• _WHAT YOU ARE ASKED TO DO_:
Format the lines below as a numbered list with blank lines omitted, starting with the first line and continuing through the line that contains "Target: boy's clenched hand", both included.

Object point labels:
+---+

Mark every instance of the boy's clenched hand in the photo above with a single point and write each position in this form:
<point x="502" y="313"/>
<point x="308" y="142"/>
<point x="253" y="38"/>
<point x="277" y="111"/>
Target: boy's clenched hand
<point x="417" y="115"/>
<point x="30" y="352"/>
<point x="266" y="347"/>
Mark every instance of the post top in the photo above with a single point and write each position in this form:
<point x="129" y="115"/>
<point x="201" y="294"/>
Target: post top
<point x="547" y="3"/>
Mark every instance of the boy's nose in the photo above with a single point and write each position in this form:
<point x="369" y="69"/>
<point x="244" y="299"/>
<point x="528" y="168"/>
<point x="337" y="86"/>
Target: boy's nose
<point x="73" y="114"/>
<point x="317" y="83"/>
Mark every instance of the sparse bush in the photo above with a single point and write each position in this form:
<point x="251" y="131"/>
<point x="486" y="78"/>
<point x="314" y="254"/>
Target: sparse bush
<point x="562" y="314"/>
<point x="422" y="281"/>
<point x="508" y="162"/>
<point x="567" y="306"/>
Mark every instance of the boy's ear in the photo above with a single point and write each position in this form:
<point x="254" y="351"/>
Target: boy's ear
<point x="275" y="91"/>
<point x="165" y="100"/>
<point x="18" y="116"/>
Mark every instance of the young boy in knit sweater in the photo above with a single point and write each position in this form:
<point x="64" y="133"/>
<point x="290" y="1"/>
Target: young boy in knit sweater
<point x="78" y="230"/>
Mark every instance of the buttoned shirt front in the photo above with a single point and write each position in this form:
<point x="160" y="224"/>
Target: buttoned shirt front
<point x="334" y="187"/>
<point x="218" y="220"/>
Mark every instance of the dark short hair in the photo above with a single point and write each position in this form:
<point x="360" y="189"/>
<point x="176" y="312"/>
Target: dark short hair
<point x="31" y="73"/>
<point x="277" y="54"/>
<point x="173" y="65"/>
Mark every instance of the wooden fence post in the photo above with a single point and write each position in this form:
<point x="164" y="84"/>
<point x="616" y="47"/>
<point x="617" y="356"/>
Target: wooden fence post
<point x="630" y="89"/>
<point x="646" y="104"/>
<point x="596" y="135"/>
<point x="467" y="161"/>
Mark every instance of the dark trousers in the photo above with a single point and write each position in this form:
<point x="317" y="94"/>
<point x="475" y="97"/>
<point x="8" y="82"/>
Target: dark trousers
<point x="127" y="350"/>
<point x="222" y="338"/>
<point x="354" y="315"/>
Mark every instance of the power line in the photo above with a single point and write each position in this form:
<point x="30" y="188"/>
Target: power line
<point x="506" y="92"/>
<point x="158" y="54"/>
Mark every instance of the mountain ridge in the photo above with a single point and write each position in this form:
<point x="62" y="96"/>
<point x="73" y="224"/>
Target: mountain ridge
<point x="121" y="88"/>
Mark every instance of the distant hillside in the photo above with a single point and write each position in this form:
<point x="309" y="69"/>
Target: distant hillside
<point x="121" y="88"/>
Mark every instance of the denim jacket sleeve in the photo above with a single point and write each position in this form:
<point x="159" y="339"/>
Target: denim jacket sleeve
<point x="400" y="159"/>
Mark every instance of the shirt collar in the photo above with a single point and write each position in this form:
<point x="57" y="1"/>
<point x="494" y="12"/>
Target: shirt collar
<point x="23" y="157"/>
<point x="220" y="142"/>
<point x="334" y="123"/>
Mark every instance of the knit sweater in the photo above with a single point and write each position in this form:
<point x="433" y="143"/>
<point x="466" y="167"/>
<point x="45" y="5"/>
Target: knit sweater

+---+

• _WRITTEN RESPONSE_:
1. Mark every instance of the boy's clenched hand in the photo above with a single point and write each position in this form:
2. <point x="502" y="313"/>
3. <point x="308" y="142"/>
4. <point x="253" y="38"/>
5. <point x="277" y="111"/>
6. Target: boy's clenched hand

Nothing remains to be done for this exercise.